(Data records)
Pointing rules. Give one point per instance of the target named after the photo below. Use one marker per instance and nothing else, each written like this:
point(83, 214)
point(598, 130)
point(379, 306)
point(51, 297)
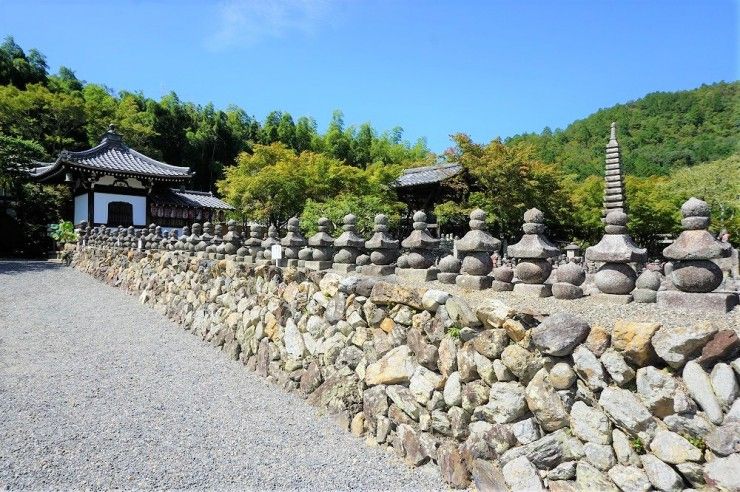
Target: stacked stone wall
point(503, 399)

## YOUR OBJECTIVE
Hand back the data above exactly, with no images.

## ANSWER TO THIS TASK
Pointing rules. Give one point per instance of the target named after the photo below. Use one marker per instance and nothing else, each written like this:
point(83, 214)
point(598, 130)
point(379, 306)
point(51, 297)
Target: stacked stone wall
point(503, 399)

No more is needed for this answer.